Exercise aim
Write out exactly the lines of the entries below, from the first through the line containing "rough mask: <svg", and nothing beyond them.

Exercise input
══════════════════════════════
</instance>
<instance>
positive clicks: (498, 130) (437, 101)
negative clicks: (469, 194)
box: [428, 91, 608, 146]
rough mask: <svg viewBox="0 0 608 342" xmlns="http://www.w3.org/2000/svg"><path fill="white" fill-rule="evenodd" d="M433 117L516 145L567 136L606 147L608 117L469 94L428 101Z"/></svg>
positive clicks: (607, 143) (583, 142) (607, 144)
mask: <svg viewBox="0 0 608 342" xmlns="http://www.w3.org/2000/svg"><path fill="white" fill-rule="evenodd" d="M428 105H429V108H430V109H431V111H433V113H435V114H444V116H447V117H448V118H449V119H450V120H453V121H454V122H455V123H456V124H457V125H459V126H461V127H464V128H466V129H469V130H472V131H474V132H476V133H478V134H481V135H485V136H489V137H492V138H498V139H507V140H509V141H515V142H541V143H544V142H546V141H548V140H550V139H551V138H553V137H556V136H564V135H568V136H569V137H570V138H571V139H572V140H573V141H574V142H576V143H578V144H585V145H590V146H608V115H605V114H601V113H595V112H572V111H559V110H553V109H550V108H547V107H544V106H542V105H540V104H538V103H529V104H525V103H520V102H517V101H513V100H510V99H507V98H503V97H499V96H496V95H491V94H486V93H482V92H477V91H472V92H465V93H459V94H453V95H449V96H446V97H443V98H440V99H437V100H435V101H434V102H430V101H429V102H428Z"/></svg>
══════════════════════════════
Exercise output
</instance>
<instance>
positive clicks: (498, 130) (437, 101)
negative clicks: (469, 194)
box: [428, 91, 608, 146]
rough mask: <svg viewBox="0 0 608 342" xmlns="http://www.w3.org/2000/svg"><path fill="white" fill-rule="evenodd" d="M433 117L516 145L567 136L606 147L608 117L469 94L428 101Z"/></svg>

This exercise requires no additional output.